Records for this task =
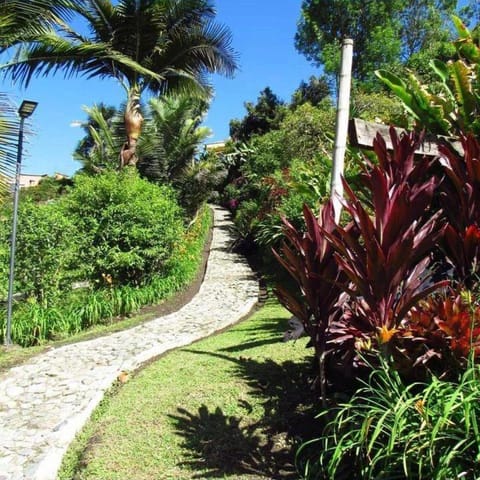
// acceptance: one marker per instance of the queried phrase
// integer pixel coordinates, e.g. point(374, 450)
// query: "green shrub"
point(76, 310)
point(130, 226)
point(47, 250)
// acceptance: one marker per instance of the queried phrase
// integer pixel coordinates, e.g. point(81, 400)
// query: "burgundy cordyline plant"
point(315, 297)
point(460, 200)
point(388, 262)
point(356, 284)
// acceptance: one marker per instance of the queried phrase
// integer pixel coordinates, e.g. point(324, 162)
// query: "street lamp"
point(26, 109)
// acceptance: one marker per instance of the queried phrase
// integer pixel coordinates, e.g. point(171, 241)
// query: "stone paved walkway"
point(46, 401)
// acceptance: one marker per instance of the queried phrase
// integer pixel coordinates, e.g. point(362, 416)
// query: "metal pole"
point(8, 335)
point(341, 129)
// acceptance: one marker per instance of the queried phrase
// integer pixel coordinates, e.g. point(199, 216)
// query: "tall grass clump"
point(389, 430)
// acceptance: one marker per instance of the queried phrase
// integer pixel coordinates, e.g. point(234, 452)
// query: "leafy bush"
point(47, 250)
point(130, 226)
point(388, 430)
point(35, 322)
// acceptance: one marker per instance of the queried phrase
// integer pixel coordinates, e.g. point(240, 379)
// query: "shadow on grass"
point(227, 445)
point(273, 330)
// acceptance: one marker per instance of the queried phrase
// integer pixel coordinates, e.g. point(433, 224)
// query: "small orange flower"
point(385, 334)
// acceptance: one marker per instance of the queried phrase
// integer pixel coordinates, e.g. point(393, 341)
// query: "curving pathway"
point(46, 401)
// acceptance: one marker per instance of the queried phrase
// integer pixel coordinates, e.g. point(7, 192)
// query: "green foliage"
point(388, 430)
point(313, 92)
point(130, 226)
point(75, 310)
point(261, 117)
point(197, 182)
point(451, 105)
point(171, 137)
point(47, 258)
point(385, 33)
point(98, 150)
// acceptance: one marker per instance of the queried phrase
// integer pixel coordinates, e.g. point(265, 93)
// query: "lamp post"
point(26, 109)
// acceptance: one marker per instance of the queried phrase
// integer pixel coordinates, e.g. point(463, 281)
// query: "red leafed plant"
point(460, 197)
point(388, 260)
point(315, 296)
point(387, 263)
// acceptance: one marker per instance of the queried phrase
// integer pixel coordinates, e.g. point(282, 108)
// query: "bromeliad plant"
point(319, 284)
point(451, 105)
point(380, 262)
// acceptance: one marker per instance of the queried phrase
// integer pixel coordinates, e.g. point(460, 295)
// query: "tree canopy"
point(154, 45)
point(261, 117)
point(385, 32)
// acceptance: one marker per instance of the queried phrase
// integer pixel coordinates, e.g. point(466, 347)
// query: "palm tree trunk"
point(133, 128)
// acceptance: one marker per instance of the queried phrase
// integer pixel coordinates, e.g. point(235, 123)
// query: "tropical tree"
point(261, 117)
point(26, 18)
point(146, 45)
point(386, 33)
point(99, 147)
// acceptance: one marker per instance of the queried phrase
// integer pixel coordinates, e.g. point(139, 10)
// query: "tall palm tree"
point(103, 139)
point(172, 136)
point(146, 45)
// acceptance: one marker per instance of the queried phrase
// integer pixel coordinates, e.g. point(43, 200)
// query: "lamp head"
point(27, 108)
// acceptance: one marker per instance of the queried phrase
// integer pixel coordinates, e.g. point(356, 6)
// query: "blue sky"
point(263, 35)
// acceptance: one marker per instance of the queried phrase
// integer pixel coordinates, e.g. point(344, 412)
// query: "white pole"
point(341, 129)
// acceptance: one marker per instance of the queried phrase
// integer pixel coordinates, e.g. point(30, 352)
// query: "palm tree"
point(103, 139)
point(172, 136)
point(146, 45)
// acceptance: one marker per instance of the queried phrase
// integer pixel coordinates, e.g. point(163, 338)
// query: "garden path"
point(46, 401)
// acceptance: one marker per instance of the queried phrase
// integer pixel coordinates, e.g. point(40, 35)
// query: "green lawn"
point(231, 406)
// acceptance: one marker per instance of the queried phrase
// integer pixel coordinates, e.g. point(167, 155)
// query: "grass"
point(232, 406)
point(182, 273)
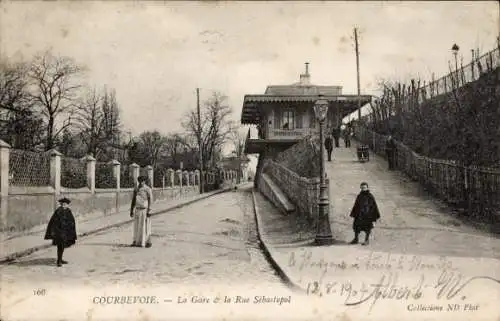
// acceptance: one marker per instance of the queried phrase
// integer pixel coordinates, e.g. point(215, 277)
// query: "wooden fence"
point(473, 188)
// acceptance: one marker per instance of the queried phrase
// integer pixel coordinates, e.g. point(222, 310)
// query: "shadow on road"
point(34, 262)
point(106, 244)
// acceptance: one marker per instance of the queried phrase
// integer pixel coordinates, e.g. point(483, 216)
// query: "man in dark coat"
point(347, 137)
point(364, 212)
point(329, 147)
point(336, 136)
point(61, 229)
point(390, 150)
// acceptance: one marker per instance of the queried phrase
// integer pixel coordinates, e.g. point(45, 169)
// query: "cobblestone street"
point(209, 245)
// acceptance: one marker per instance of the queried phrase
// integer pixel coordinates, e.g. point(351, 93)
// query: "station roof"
point(301, 92)
point(254, 104)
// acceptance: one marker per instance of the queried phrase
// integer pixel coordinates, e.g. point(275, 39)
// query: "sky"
point(155, 54)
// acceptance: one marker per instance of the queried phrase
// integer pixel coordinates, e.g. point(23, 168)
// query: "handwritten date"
point(447, 286)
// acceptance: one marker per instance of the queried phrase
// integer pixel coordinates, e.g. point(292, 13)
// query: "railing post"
point(179, 174)
point(4, 181)
point(197, 177)
point(55, 171)
point(116, 171)
point(55, 174)
point(90, 173)
point(134, 172)
point(149, 171)
point(171, 176)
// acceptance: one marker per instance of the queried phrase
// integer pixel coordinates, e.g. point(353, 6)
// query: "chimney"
point(305, 78)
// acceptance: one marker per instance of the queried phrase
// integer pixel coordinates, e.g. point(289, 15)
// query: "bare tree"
point(152, 143)
point(238, 138)
point(175, 144)
point(89, 120)
point(54, 89)
point(216, 128)
point(20, 125)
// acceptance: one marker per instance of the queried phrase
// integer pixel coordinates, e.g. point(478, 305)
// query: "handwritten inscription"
point(448, 286)
point(373, 262)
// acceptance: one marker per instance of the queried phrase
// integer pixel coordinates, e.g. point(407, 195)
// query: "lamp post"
point(455, 48)
point(323, 229)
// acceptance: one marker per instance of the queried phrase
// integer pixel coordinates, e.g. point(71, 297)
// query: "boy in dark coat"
point(336, 136)
point(364, 212)
point(390, 150)
point(61, 229)
point(329, 147)
point(347, 137)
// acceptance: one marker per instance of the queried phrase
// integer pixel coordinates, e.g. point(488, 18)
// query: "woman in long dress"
point(61, 229)
point(140, 210)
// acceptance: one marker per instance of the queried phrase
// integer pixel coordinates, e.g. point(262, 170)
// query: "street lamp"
point(323, 229)
point(455, 50)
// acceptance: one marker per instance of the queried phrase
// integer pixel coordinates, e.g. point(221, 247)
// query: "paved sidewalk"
point(416, 241)
point(22, 245)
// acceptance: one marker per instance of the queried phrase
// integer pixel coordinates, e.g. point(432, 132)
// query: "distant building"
point(284, 115)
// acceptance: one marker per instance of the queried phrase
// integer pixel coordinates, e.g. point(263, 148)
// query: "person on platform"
point(329, 147)
point(62, 229)
point(365, 213)
point(390, 150)
point(336, 136)
point(347, 137)
point(140, 210)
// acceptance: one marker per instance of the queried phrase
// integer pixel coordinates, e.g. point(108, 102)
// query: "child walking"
point(365, 212)
point(61, 229)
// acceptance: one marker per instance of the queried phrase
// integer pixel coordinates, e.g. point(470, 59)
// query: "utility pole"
point(200, 149)
point(357, 72)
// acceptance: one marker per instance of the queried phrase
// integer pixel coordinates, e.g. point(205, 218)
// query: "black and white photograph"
point(249, 160)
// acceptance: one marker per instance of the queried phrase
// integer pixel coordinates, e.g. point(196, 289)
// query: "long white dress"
point(142, 224)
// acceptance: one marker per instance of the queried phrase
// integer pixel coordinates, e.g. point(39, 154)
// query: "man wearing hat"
point(140, 210)
point(61, 229)
point(365, 212)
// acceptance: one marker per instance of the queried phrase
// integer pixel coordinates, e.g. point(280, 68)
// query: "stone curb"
point(12, 257)
point(294, 287)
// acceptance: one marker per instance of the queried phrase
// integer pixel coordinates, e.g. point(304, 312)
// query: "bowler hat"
point(64, 200)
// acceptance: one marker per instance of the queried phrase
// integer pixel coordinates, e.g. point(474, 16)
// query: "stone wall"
point(302, 158)
point(303, 192)
point(34, 207)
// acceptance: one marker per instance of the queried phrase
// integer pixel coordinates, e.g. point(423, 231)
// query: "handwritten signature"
point(447, 286)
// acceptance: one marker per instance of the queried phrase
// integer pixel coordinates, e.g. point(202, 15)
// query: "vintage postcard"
point(249, 160)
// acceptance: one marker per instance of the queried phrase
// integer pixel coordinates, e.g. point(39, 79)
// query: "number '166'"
point(39, 292)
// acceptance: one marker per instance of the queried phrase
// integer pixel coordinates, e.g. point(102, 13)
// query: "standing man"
point(141, 211)
point(347, 137)
point(61, 229)
point(364, 212)
point(329, 147)
point(336, 136)
point(390, 150)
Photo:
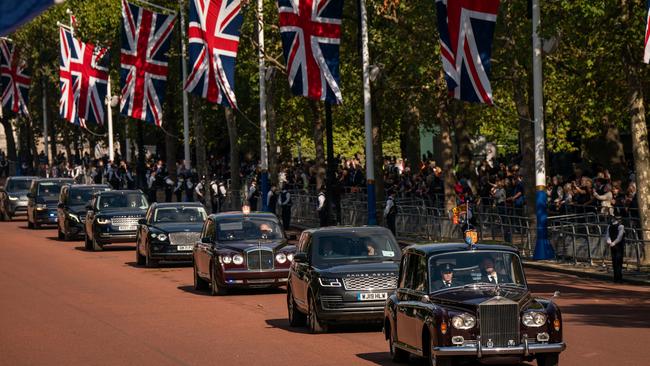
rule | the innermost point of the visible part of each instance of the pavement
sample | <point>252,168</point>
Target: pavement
<point>63,305</point>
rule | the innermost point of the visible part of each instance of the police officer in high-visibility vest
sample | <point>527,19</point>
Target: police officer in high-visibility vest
<point>616,241</point>
<point>323,208</point>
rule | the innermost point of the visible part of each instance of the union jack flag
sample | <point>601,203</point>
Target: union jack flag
<point>466,29</point>
<point>143,77</point>
<point>646,53</point>
<point>83,76</point>
<point>213,40</point>
<point>13,79</point>
<point>311,35</point>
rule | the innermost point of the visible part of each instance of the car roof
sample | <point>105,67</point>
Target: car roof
<point>439,248</point>
<point>344,229</point>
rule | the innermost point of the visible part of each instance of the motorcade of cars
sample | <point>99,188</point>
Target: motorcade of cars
<point>112,217</point>
<point>13,196</point>
<point>342,275</point>
<point>43,198</point>
<point>168,232</point>
<point>473,303</point>
<point>71,210</point>
<point>241,249</point>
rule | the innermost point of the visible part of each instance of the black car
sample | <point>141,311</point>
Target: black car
<point>456,301</point>
<point>113,216</point>
<point>241,250</point>
<point>342,274</point>
<point>43,198</point>
<point>13,197</point>
<point>71,211</point>
<point>169,232</point>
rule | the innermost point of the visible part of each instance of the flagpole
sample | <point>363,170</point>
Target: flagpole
<point>543,248</point>
<point>109,98</point>
<point>263,147</point>
<point>186,117</point>
<point>370,156</point>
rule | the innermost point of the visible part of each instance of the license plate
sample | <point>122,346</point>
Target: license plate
<point>372,296</point>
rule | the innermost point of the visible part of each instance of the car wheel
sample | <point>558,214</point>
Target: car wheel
<point>96,246</point>
<point>315,325</point>
<point>397,354</point>
<point>548,359</point>
<point>199,283</point>
<point>215,288</point>
<point>296,317</point>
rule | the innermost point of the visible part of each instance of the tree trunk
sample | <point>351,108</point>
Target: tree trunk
<point>235,183</point>
<point>201,156</point>
<point>318,130</point>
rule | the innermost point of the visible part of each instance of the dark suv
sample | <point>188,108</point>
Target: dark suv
<point>43,199</point>
<point>71,211</point>
<point>341,275</point>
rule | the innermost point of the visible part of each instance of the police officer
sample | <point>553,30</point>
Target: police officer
<point>322,208</point>
<point>285,203</point>
<point>390,213</point>
<point>616,242</point>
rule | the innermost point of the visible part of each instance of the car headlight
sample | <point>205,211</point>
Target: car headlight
<point>281,258</point>
<point>329,282</point>
<point>463,321</point>
<point>226,259</point>
<point>237,259</point>
<point>103,221</point>
<point>533,319</point>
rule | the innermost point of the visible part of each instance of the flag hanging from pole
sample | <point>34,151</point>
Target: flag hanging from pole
<point>311,35</point>
<point>14,80</point>
<point>213,33</point>
<point>466,30</point>
<point>83,76</point>
<point>144,67</point>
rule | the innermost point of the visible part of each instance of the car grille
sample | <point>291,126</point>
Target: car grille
<point>124,221</point>
<point>184,238</point>
<point>259,259</point>
<point>499,322</point>
<point>370,283</point>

Goal of the exercise = All that should be written out is the stretch of lines above between the one holding "sample | <point>99,188</point>" and the one holding "sample | <point>558,214</point>", inclusive, exactly as given.

Reply =
sample | <point>99,188</point>
Target: motorcade of cars
<point>112,217</point>
<point>13,196</point>
<point>342,275</point>
<point>43,198</point>
<point>168,232</point>
<point>473,303</point>
<point>71,210</point>
<point>241,249</point>
rule | the innermost point of the visible part of each instance of the black car
sample | <point>141,311</point>
Target: black car
<point>456,301</point>
<point>113,216</point>
<point>241,250</point>
<point>342,274</point>
<point>43,198</point>
<point>13,197</point>
<point>71,211</point>
<point>169,232</point>
rule | the innermost point of the visible part of each instance of the flagpole
sample | <point>363,170</point>
Target: flagpole
<point>543,248</point>
<point>109,98</point>
<point>263,147</point>
<point>186,117</point>
<point>370,156</point>
rule | the innermost point of the visible part of each instance of the license plate
sample | <point>122,346</point>
Target: license plate
<point>372,296</point>
rule | the innermost point of the visible part of each instance of the car wheel
sample | <point>558,214</point>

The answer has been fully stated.